§ Problem to solve
Format every line of the data below as a JSON list of strings, one string per line, with blank lines omitted. Leave the pictures out of your answer.

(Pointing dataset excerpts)
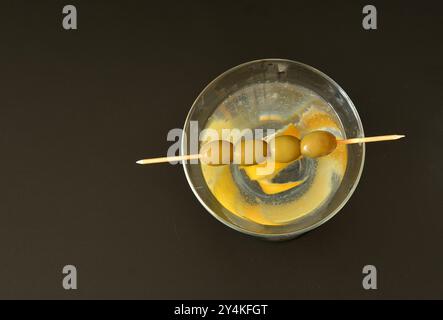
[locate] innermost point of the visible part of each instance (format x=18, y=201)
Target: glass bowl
x=267, y=72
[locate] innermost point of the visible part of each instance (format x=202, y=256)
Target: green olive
x=250, y=152
x=318, y=144
x=217, y=152
x=285, y=148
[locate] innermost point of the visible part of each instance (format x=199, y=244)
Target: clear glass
x=266, y=73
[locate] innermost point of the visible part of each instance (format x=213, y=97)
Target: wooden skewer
x=198, y=156
x=169, y=159
x=371, y=139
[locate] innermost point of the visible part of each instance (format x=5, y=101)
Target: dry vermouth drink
x=292, y=190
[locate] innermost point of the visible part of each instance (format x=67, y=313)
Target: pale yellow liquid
x=313, y=113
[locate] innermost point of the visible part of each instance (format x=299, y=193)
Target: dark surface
x=77, y=108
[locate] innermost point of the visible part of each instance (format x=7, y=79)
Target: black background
x=77, y=108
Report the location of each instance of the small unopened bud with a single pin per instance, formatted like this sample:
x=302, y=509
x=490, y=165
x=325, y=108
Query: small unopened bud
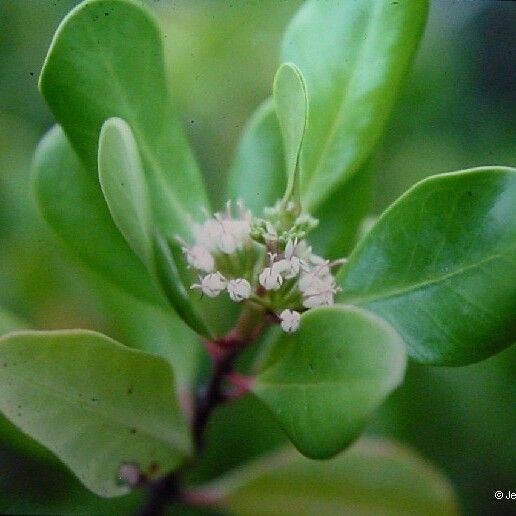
x=270, y=279
x=239, y=289
x=289, y=320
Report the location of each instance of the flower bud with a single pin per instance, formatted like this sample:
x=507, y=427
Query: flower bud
x=239, y=289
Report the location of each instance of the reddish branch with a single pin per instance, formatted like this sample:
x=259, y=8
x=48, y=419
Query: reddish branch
x=223, y=352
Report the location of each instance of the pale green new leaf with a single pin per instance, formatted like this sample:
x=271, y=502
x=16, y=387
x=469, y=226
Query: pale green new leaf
x=353, y=55
x=93, y=402
x=440, y=266
x=71, y=202
x=125, y=188
x=106, y=60
x=329, y=376
x=258, y=174
x=292, y=109
x=374, y=476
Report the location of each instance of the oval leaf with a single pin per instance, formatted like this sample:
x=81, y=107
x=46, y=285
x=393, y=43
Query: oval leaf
x=440, y=266
x=93, y=402
x=329, y=377
x=292, y=109
x=101, y=66
x=353, y=56
x=124, y=186
x=71, y=202
x=258, y=173
x=373, y=477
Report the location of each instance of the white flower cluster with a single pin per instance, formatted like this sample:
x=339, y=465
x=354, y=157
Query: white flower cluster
x=293, y=279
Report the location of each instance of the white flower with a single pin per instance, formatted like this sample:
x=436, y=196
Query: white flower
x=239, y=289
x=212, y=284
x=199, y=257
x=270, y=278
x=291, y=265
x=316, y=278
x=288, y=268
x=289, y=320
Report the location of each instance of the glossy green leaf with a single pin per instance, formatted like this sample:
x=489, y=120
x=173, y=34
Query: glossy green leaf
x=341, y=214
x=258, y=177
x=258, y=174
x=329, y=376
x=94, y=403
x=9, y=322
x=171, y=282
x=156, y=330
x=101, y=66
x=71, y=202
x=440, y=266
x=292, y=109
x=373, y=477
x=124, y=186
x=352, y=56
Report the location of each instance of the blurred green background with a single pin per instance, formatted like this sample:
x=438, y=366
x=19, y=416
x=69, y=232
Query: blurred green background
x=457, y=109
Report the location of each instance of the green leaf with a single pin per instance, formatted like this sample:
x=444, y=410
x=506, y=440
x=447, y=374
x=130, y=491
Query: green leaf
x=101, y=66
x=341, y=214
x=353, y=56
x=258, y=176
x=292, y=109
x=124, y=186
x=93, y=402
x=373, y=477
x=170, y=280
x=329, y=376
x=71, y=202
x=258, y=173
x=9, y=322
x=440, y=266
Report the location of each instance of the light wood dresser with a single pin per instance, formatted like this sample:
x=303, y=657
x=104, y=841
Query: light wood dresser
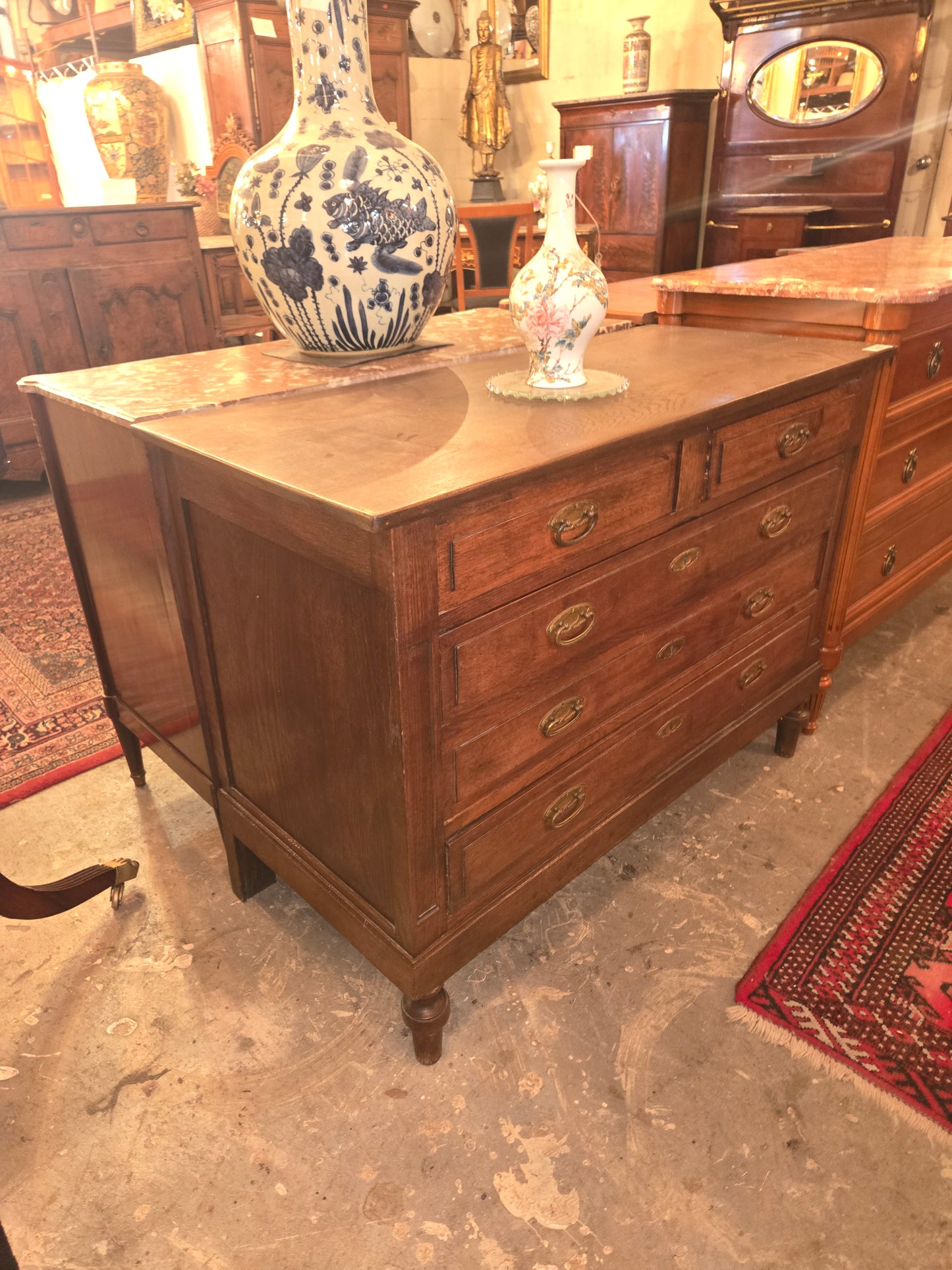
x=447, y=649
x=889, y=291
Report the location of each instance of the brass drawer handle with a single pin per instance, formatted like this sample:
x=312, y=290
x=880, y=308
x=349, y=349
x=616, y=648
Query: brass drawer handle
x=685, y=560
x=794, y=440
x=563, y=716
x=752, y=675
x=571, y=625
x=565, y=808
x=758, y=602
x=776, y=522
x=574, y=523
x=672, y=649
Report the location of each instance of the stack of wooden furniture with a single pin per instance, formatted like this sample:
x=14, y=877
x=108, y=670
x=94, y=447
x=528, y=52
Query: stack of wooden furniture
x=890, y=291
x=92, y=286
x=645, y=182
x=430, y=663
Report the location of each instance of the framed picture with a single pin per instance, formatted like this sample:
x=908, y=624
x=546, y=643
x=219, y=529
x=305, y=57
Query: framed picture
x=522, y=30
x=161, y=23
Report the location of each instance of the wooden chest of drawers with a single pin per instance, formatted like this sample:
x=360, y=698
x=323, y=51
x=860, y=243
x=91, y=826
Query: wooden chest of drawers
x=92, y=286
x=891, y=291
x=450, y=649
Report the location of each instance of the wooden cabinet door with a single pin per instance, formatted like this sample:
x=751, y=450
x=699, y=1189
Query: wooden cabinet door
x=638, y=172
x=596, y=177
x=134, y=312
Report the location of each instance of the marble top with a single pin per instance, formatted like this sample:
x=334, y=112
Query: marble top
x=899, y=271
x=378, y=452
x=138, y=391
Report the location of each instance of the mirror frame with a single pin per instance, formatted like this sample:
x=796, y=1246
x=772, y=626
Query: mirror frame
x=815, y=123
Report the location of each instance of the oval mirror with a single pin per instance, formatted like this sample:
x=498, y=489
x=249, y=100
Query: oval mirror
x=814, y=84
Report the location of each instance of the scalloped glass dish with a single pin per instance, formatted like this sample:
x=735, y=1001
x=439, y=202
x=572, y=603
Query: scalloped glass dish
x=601, y=384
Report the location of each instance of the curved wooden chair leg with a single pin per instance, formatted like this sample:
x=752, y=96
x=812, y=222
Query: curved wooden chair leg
x=27, y=904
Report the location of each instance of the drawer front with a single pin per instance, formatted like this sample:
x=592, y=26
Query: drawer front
x=136, y=226
x=923, y=362
x=893, y=546
x=556, y=530
x=563, y=807
x=768, y=446
x=563, y=631
x=555, y=728
x=23, y=233
x=903, y=469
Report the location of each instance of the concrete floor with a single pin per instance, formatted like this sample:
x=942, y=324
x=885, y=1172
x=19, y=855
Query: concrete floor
x=206, y=1083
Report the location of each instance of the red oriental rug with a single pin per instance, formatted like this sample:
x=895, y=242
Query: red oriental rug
x=52, y=723
x=860, y=975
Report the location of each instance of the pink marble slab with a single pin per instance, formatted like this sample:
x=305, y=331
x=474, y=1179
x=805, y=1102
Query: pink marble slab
x=900, y=271
x=138, y=391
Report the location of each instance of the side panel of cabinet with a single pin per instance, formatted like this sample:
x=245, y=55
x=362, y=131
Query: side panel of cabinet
x=132, y=312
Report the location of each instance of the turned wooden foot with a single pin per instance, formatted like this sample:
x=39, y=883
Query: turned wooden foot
x=427, y=1018
x=28, y=904
x=790, y=730
x=246, y=873
x=132, y=751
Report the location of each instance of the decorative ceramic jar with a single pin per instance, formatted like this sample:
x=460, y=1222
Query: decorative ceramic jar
x=128, y=119
x=638, y=56
x=559, y=299
x=345, y=227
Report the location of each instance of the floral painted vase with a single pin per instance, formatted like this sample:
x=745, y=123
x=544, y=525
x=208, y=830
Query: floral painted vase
x=128, y=119
x=559, y=299
x=345, y=227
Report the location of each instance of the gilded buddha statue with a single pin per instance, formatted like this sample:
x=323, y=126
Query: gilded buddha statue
x=485, y=125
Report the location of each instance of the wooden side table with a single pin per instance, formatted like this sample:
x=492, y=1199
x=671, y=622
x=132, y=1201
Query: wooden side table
x=763, y=231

§ Solution
[
  "[locate] innermost point of the visible part of each instance (format x=18, y=201)",
  "Target: glass bowl",
  "x=267, y=72",
  "[locate] innermost point of the visible part of each instance (format x=202, y=256)",
  "Target: green olive",
  "x=250, y=152",
  "x=318, y=144",
  "x=217, y=152",
  "x=285, y=148",
  "[locate] innermost point of the visible part of each instance (format x=199, y=244)",
  "Target: clear glass",
  "x=266, y=73",
  "[locate] innermost point of the visible part of each instance (format x=213, y=97)",
  "Target: wooden skewer",
  "x=198, y=156",
  "x=169, y=159",
  "x=371, y=139",
  "[locate] innermost point of the visible part of each instance (format x=5, y=101)",
  "Target: dry vermouth drink",
  "x=292, y=190",
  "[locate] innermost point of the visible part of each instance (format x=67, y=313)",
  "Target: pale yellow liquid",
  "x=313, y=113",
  "[locate] innermost point of the visible part of each instance (format x=299, y=193)",
  "Target: dark surface",
  "x=77, y=108",
  "[locate] innermost point of the visible part of each instance (format x=7, y=79)",
  "Target: black background",
  "x=77, y=108",
  "Report the location of each instance of the small unopened bud with a single pin per instance, formatted like this sample:",
  "x=302, y=509",
  "x=490, y=165",
  "x=325, y=108",
  "Query: small unopened bud",
  "x=270, y=279",
  "x=239, y=289",
  "x=289, y=320",
  "Report the location of each instance of the flower bud with a single pin per instance, formatted like this sample:",
  "x=507, y=427",
  "Query: flower bud",
  "x=239, y=289",
  "Report the location of each instance of the reddish branch with a single pin per instance, formatted like this sample:",
  "x=259, y=8",
  "x=48, y=419",
  "Query: reddish branch",
  "x=223, y=352",
  "Report the location of each instance of the pale green new leaf with a single pin per instance, formatted like this sample:",
  "x=271, y=502",
  "x=16, y=387",
  "x=469, y=226",
  "Query: pale green new leaf",
  "x=353, y=55",
  "x=93, y=402",
  "x=440, y=266",
  "x=71, y=202",
  "x=125, y=188",
  "x=106, y=60",
  "x=329, y=376",
  "x=258, y=174",
  "x=292, y=109",
  "x=374, y=476",
  "Report the location of each instance of the oval leaf with a single pin per instance, formatted like this sample:",
  "x=81, y=107",
  "x=46, y=285",
  "x=393, y=43",
  "Query: oval leaf",
  "x=440, y=266",
  "x=93, y=402",
  "x=329, y=377",
  "x=292, y=109",
  "x=101, y=66",
  "x=353, y=56",
  "x=124, y=186",
  "x=71, y=202",
  "x=258, y=173",
  "x=373, y=477",
  "Report the location of each instance of the white flower cluster with a single pin per instance, formatted like this sample:",
  "x=339, y=465",
  "x=354, y=157",
  "Query: white flower cluster",
  "x=293, y=279",
  "Report the location of each instance of the white flower with a single pin per instance, formatted like this sample:",
  "x=436, y=196",
  "Query: white flower",
  "x=239, y=289",
  "x=212, y=284",
  "x=199, y=257",
  "x=270, y=278",
  "x=291, y=265",
  "x=316, y=278",
  "x=288, y=268",
  "x=289, y=320",
  "Report the location of each instance of the glossy green leaf with a single pin per instance, formatted like this sample:",
  "x=489, y=120",
  "x=173, y=34",
  "Query: glossy green leaf",
  "x=341, y=214",
  "x=258, y=177",
  "x=258, y=174",
  "x=329, y=376",
  "x=94, y=403",
  "x=9, y=322",
  "x=171, y=282",
  "x=156, y=330",
  "x=101, y=66",
  "x=71, y=202",
  "x=440, y=266",
  "x=292, y=109",
  "x=373, y=477",
  "x=124, y=186",
  "x=352, y=56",
  "Report the location of each instance of the blurred green background with a single pin per instance, formatted like this sample:",
  "x=438, y=366",
  "x=19, y=416",
  "x=69, y=232",
  "Query: blurred green background",
  "x=457, y=109",
  "Report the location of each instance of the green leaf with a single pin per instance, formatted like this sample:",
  "x=444, y=410",
  "x=506, y=440",
  "x=447, y=374",
  "x=130, y=491",
  "Query: green leaf",
  "x=101, y=66",
  "x=341, y=214",
  "x=353, y=56",
  "x=258, y=176",
  "x=292, y=109",
  "x=124, y=186",
  "x=93, y=402",
  "x=373, y=477",
  "x=170, y=280",
  "x=329, y=376",
  "x=71, y=202",
  "x=258, y=173",
  "x=9, y=322",
  "x=440, y=266",
  "Report the location of each instance of the light wood dresser with a single pin per instance, formatted like this sample:",
  "x=303, y=657",
  "x=104, y=841",
  "Query: light wood dresser",
  "x=447, y=649",
  "x=889, y=291",
  "Report the location of each instance of the brass drawer handle with a single pin per instance, formatted like this sample:",
  "x=312, y=290",
  "x=880, y=308",
  "x=349, y=349",
  "x=616, y=648",
  "Query: brass drawer handle",
  "x=685, y=560",
  "x=794, y=440",
  "x=563, y=716",
  "x=752, y=675",
  "x=571, y=625",
  "x=565, y=808",
  "x=758, y=602",
  "x=776, y=522",
  "x=574, y=523",
  "x=672, y=649",
  "Report the location of each instance of the stack of wooden furniture with a single pin per instance, formatted like this sample:",
  "x=14, y=877",
  "x=108, y=670",
  "x=94, y=447",
  "x=528, y=52",
  "Query: stack of wooden furniture",
  "x=890, y=291",
  "x=92, y=286",
  "x=645, y=182",
  "x=430, y=663",
  "Report the location of each instance of the framed picture with a single pin per instance, formatted like this sample:",
  "x=908, y=624",
  "x=546, y=643",
  "x=219, y=529",
  "x=305, y=57",
  "Query: framed picture",
  "x=522, y=30",
  "x=161, y=23",
  "Report the location of each instance of the wooden chest of drawers with a single pin per instance, formatted like this sample:",
  "x=360, y=698",
  "x=323, y=51",
  "x=860, y=243",
  "x=91, y=826",
  "Query: wooden chest of drawers",
  "x=92, y=286",
  "x=891, y=291",
  "x=450, y=649",
  "Report the location of each instance of the wooden cabinet door with a single pin per instance, formatted like this sample:",
  "x=751, y=450",
  "x=699, y=1189",
  "Query: wooden cabinet door",
  "x=638, y=172",
  "x=596, y=177",
  "x=134, y=312",
  "Report the location of each instance of the marble top with a single pin per instance, formatted like this sample:",
  "x=334, y=112",
  "Query: marble top",
  "x=899, y=271",
  "x=378, y=452",
  "x=138, y=391",
  "Report the location of each instance of the mirror frame with a single pin per instance, formatted like this sample:",
  "x=796, y=1246",
  "x=772, y=626",
  "Query: mirror frame",
  "x=815, y=123",
  "Report the location of each instance of the oval mirror with a single pin per instance, formatted like this sample:",
  "x=498, y=489",
  "x=249, y=100",
  "Query: oval mirror",
  "x=814, y=84",
  "Report the location of each instance of the scalloped glass dish with a single pin per instance, formatted like this sample:",
  "x=735, y=1001",
  "x=439, y=202",
  "x=572, y=603",
  "Query: scalloped glass dish",
  "x=601, y=384",
  "Report the location of each instance of the curved wooden chair leg with a single pin per instance, formatted like this sample:",
  "x=752, y=96",
  "x=812, y=222",
  "Query: curved wooden chair leg",
  "x=27, y=904",
  "Report the location of each instance of the drawer front with a single pin per instance, formatted like this sample:",
  "x=592, y=26",
  "Query: drawer front",
  "x=136, y=226",
  "x=923, y=362",
  "x=893, y=546",
  "x=556, y=530",
  "x=563, y=807",
  "x=768, y=446",
  "x=563, y=631",
  "x=555, y=728",
  "x=23, y=233",
  "x=903, y=469",
  "Report the location of each instance of the concrete floor with a single pin per instance, formatted like this sample:",
  "x=942, y=324",
  "x=885, y=1172",
  "x=19, y=855",
  "Query: concrete floor",
  "x=206, y=1083",
  "Report the location of each instance of the red oriental rug with a single pin per instance, formatted like this sample:",
  "x=895, y=242",
  "Query: red oriental rug",
  "x=52, y=723",
  "x=860, y=975",
  "Report the location of each instance of the pink marble slab with a single pin per instance, formatted like this sample:",
  "x=305, y=331",
  "x=474, y=1179",
  "x=805, y=1102",
  "Query: pink marble slab",
  "x=900, y=271",
  "x=138, y=391",
  "Report the location of each instance of the side panel of cabinet with a single pin per instance, formatted like this sample:",
  "x=245, y=55",
  "x=362, y=131",
  "Query: side panel of cabinet",
  "x=132, y=312",
  "Report the location of each instance of the turned wooden foot with a single pin per instance, formatted like this sample:",
  "x=39, y=883",
  "Query: turned wooden foot",
  "x=427, y=1018",
  "x=28, y=904",
  "x=790, y=730",
  "x=246, y=873",
  "x=132, y=751",
  "Report the location of each instance of the decorative ceramic jar with a single pin per instance, formatted like this sample:",
  "x=460, y=1222",
  "Query: decorative ceramic jar",
  "x=128, y=119",
  "x=638, y=56",
  "x=559, y=299",
  "x=345, y=227",
  "Report the location of each instance of the floral painted vase with a single pin per instance, formatted like this sample:",
  "x=745, y=123",
  "x=544, y=525",
  "x=208, y=830",
  "Query: floral painted vase",
  "x=128, y=119",
  "x=559, y=299",
  "x=345, y=227",
  "Report the location of each instance of the gilded buddha statue with a single pin per instance, formatted like this sample:",
  "x=323, y=126",
  "Query: gilded buddha statue",
  "x=485, y=125",
  "Report the location of each instance of the wooden side table with a single pin per instance, formatted like this sample:",
  "x=492, y=1199",
  "x=671, y=622",
  "x=132, y=1201",
  "Query: wooden side table",
  "x=763, y=231"
]